Business for South Africa (B4SA) calls on business and all South Africans to continue to take preventative action to curb the rapid rate at which COVID-19 is spreading through the country. The steep and dramatic surge in new infections indicates that we are now well along the upward trajectory of the infection curve, with South Africa recording the fifth highest number of confirmed COVID-19 cases in the world.
Based on the latest statistical modelling, we expect that the national COVID-19 infection rate in South Africa will peak during August 2020, with daily mortalities peaking by late-August or early September. The Western Cape has turned the corner with lower confirmed case numbers and slowly declining mortality figures. The load on the hospital system in the province has also adjusted to manageable levels. The overall projections for the country may still shift depending on the degree to which the infection rate evolves in Gauteng, currently the epicentre of the infection, and the Eastern Cape and KwaZulu-Natal where rising infection rates remain a concern.

☆ ☆ ☆ ☆

**Work instructions:** Summarize the Business for South Africa statement on COVID-19 in two sentences.

☆ ☆ ☆ ☆

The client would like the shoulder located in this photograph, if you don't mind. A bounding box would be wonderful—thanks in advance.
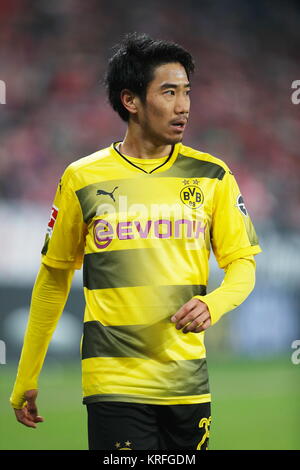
[179,144,231,177]
[62,147,111,183]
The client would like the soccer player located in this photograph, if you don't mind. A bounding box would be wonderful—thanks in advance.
[10,33,261,450]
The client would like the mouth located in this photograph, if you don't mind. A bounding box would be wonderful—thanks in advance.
[171,119,187,132]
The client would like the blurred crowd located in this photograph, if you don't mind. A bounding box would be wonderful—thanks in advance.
[0,0,300,231]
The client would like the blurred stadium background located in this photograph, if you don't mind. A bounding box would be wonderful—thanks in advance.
[0,0,300,449]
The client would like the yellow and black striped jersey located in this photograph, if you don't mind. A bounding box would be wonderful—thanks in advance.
[42,143,261,404]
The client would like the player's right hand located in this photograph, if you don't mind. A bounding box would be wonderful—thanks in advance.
[14,390,44,428]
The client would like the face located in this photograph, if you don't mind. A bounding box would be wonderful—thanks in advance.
[136,63,190,145]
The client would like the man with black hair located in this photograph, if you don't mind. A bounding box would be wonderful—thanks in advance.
[11,34,261,450]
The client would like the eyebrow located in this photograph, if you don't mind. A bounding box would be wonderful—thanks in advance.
[160,83,191,90]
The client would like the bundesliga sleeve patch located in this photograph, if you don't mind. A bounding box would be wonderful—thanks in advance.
[236,194,248,216]
[42,205,58,255]
[47,205,58,237]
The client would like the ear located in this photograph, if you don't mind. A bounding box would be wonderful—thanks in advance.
[120,89,138,114]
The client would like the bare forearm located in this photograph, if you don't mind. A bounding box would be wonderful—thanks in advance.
[10,264,74,408]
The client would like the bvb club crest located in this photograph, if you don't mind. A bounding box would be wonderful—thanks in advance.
[180,180,204,209]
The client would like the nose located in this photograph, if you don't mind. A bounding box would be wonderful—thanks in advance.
[175,93,190,114]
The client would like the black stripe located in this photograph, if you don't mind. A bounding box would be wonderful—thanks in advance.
[113,142,175,175]
[83,248,205,295]
[155,153,226,180]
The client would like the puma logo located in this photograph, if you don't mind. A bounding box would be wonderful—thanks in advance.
[97,186,119,202]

☆ ☆ ☆ ☆

**Exercise output:** Business for South Africa urges business and all South Africans to keep taking preventive action as COVID-19 spreads rapidly, with South Africa recording the fifth-highest number of confirmed cases in the world. Its modelling projects a national infection peak in August 2020 and a mortality peak by late August or early September, though the Western Cape has turned the corner and the outlook still depends on infection trends in Gauteng, the Eastern Cape and KwaZulu-Natal.